**TASK TO CARRY OUT:** Copy everything from the line containing "Query: clear sky" down to the end of the records, substituting "object" for "target" and leaving all else unchanged.

**INFORMATION PROVIDED:**
========================
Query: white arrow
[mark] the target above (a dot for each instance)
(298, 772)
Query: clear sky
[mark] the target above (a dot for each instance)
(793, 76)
========================
**RESULT FOR THIS EXERCISE:**
Query: clear sky
[mark] the object above (a dot for each instance)
(793, 76)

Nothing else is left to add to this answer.